Document text →
──────

John Sulston, Nobel-winning scientist, dies
John Sulston, a scientist who won the Nobel Prize for work on one of the lowliest of nature’s creatures, which provided insights into the genetic processes by which human beings develop, and who also led the British effort to decode the human genome, has died at 75.
The Wellcome Sanger Institute, which succeeded a genome research organization that Sulston founded, confirmed to The Associated Press that he had died but did not provide other details.
Sulston’s Nobel in physiology or medicine came in 2002 for painstaking observation of the development of every one of the thousand-odd cells of a nematode, C. elegans, a worm only a fraction of an inch in length. His research allowed him to observe the operation of genes, as cells are created and die off.
He shared his Nobel Prize with Sydney Brenner and H. Robert Horvitz for “their discoveries concerning genetic regulation of organ development and programmed cell death.”

──────

Supplied data →
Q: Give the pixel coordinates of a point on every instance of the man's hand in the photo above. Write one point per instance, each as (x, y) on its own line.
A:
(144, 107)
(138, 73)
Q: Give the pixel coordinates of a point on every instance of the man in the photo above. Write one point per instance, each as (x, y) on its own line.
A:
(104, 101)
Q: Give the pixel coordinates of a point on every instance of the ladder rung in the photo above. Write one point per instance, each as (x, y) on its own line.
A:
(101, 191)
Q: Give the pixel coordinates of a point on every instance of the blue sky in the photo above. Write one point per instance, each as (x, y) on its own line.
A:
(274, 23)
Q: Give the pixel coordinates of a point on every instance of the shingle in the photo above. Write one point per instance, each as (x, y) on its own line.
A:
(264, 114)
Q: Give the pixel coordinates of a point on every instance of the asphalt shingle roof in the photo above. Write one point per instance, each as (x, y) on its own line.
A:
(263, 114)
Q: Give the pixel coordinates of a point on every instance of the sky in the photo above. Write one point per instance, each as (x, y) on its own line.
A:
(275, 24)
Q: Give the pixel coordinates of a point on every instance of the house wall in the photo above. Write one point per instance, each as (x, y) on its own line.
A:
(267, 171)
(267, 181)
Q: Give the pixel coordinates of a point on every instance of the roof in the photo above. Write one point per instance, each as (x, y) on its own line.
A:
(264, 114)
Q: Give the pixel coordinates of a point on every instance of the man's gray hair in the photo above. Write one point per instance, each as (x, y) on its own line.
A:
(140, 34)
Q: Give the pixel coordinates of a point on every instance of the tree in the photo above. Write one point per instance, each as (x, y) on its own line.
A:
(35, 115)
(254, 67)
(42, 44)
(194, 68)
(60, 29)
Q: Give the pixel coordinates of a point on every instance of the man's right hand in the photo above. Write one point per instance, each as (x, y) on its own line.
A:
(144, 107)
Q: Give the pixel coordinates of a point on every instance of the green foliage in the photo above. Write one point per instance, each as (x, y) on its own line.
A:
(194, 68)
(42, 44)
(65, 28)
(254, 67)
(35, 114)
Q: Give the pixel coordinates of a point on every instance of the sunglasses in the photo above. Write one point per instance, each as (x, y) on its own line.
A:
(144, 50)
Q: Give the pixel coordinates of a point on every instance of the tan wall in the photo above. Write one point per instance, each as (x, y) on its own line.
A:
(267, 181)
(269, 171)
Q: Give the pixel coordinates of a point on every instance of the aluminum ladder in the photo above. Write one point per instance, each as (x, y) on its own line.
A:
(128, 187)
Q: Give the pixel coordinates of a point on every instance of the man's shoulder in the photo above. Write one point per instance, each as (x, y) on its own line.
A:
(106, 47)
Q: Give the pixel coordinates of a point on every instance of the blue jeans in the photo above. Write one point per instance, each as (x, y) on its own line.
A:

──────

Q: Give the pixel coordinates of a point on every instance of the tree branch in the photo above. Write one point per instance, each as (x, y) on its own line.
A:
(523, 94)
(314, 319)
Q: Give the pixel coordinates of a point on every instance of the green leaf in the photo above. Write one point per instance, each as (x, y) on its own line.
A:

──────

Problem A → Write out the passage of the John Sulston obituary starting at "The Wellcome Sanger" and ending at "and die off.".
Problem B → Continue the John Sulston obituary from where it stops.

Task answer A →
The Wellcome Sanger Institute, which succeeded a genome research organization that Sulston founded, confirmed to The Associated Press that he had died but did not provide other details.
Sulston’s Nobel in physiology or medicine came in 2002 for painstaking observation of the development of every one of the thousand-odd cells of a nematode, C. elegans, a worm only a fraction of an inch in length. His research allowed him to observe the operation of genes, as cells are created and die off.

Task answer B →
Sulston’s research was a prodigious single-handed effort, requiring long and lonely hours peering through a special microscope. His work is said to have applications to human disease, including cancer.
Devoted to laboratory work as he had been for many years, Sulston remained off the field of combat over the applications of science and of how major research enterprises should be conducted.
He strongly favored making scientific findings available to the public, for the common good, rather than see them as the property of corporations.
“He had a burning and unrelenting commitment to making genome data open to all without restriction and his leadership in this regard is in large part responsible for the free access now enjoyed,” Mike Stratton, the Wellcome Sanger Institute’s director, said.